SET EXERCISE 1 —
Please pull out every line of the entries below that contains the word "fire".

PROVIDED PASSAGE —
******
# Killies Import > Planted Tanks >  Looking for fissiden zippelianus

## elendil

I hope I spelt that right. Hi all, I'm new to the forum, as well as the world of aquascaping. I currently own a 2x1x1 feet tank and have some java moss and crystal wort growing there and was hoping to learn more from here. 

I actually have two questions which has been bugging me for 2 weeks now. 

1) I'm from KL, Malaysia and I've been searching high and low fissiden zippelianus but no shops around my area are selling them. Can anyone tell me where I can get my hands on those moss? Or if someone has any extra to give away, I'll gladly take it.  :Smile: 

2) What is a good lighting for planted tank? I've read some articles and most of them talked about the spectrum, temperature and watts. I've bought a light (brand name: Aqualux) with two bulb (T5 14W/6700K and T5 14W/PG). Can anyone tell me if I have enough light for my tank?

3) I've read that compact fluorescent has a wide spectrum of light and is very good for planted aquarium. Is this true? Does anyone recommend this?

Thanks and forgive me for asking too much for my first post.
******
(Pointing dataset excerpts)
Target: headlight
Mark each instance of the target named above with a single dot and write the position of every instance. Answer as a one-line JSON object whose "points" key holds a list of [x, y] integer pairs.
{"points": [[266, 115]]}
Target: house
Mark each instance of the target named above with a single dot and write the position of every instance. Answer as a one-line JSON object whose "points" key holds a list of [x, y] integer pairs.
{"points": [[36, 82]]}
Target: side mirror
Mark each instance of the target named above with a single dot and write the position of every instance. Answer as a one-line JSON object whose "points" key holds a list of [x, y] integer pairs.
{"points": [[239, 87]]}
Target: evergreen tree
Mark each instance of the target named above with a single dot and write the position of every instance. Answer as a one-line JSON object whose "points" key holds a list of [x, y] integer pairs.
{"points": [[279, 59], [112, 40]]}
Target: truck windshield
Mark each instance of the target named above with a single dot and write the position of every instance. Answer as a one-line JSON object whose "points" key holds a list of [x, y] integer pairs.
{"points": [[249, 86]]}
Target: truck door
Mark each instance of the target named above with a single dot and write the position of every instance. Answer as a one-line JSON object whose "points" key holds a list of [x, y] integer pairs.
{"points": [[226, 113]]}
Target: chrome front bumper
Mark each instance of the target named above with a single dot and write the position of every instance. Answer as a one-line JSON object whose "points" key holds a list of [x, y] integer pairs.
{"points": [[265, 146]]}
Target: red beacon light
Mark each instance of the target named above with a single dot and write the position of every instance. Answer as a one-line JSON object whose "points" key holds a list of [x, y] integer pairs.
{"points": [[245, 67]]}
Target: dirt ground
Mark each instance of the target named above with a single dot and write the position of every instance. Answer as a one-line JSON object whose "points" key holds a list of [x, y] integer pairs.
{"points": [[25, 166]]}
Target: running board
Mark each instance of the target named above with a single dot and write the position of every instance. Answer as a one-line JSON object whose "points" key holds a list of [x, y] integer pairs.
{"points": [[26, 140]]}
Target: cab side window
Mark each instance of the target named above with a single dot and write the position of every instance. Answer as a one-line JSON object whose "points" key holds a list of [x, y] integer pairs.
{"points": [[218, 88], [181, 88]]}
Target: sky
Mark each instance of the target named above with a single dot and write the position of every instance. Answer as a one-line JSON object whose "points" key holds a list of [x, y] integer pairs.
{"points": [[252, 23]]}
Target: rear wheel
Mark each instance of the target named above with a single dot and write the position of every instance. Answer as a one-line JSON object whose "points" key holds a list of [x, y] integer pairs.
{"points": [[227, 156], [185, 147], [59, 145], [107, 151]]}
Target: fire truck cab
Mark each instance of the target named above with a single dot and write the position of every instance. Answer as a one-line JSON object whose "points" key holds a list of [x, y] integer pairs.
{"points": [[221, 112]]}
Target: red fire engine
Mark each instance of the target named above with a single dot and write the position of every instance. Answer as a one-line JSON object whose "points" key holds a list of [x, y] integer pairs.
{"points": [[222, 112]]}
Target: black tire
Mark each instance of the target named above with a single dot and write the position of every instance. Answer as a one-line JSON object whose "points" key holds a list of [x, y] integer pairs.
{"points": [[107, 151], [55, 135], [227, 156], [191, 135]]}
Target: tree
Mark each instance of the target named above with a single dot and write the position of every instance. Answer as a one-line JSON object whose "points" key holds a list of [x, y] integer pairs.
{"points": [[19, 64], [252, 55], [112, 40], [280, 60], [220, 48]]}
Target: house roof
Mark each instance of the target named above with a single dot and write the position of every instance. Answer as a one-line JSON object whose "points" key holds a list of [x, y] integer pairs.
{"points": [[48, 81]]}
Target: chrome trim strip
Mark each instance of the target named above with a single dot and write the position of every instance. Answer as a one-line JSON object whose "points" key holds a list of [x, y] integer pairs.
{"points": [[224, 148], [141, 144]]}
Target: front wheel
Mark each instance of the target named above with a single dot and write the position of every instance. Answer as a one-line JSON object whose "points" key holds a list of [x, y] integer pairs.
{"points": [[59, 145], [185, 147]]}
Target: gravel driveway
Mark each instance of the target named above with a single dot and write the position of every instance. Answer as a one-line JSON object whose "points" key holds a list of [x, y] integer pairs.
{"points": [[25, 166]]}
******
SET EXERCISE 2 —
Write what comes next in the forum post about planted tanks above, picking up after its final sentence.

EXERCISE RESULT 1 —
Target: fire truck cab
Target: red fire engine

EXERCISE RESULT 2 —
 :Rolling Eyes:

----------


## uorme99

I share your interest elendil. i am alos new and in process of collecting nice fissidens to make a tank with a whole lot of them  :Smile: back to your question:

1) i think you could ask around with fellow aquarist about this, maybe they have spme to spare  :Smile: 

2)i cant give you an answer for this. but i am using normal PL light and they are growing fine.

3) i dont know but surely PL is better than FL.

Hope more experience bros/sis could help you out. Have a Great day!

Jumali

----------


## uorme99

I share your interest elendil. i am alos new and in process of collecting nice fissidens to make a tank with a whole lot of them  :Smile: , and as of now i am growing F.fontanus and a wire mesh of Zipper moss,back to your questions:

1) i think you could ask around with fellow aquarist about this, maybe they have spme to spare  :Smile: 

2)i cant give you an answer for this. but i am using normal PL light and they are growing fine.

3) i dont know but surely PL is better than FL.

Hope more experience bros/sis could help you out. Have a Great day!

Jumali

----------


## elendil

Thanks, Jumali. 

Yeah, I'm fascinated by the fissidens. They look so beautiful! Especially the zippelianus when they grow bigger in a bunch.  :Smile:  

So, anyone can tell me where I can get it?

----------


## uorme99

my office PC.... got something must be wrong.. err sorry for that  :Smile:

----------


## elendil

Naw...no problem. I thought you were having internet problem and start pressing F5. Hehehe.

----------


## uorme99

i think it will be great to gather all information regarding Fissidens. Starting from the beloved Fissiden fontanus. how to achieve an excellent growth out of them. hmm looks like intruding your post. i would start up a new post then. Have a great day!

----------


## isterios

Sorry for this old post up, but I have the same request as Elendil:
we (two privates persons) try to gather most of the existing mosses, in order to develop our aquascaping passion, but Fissiden zippelianus is very, very hard to find.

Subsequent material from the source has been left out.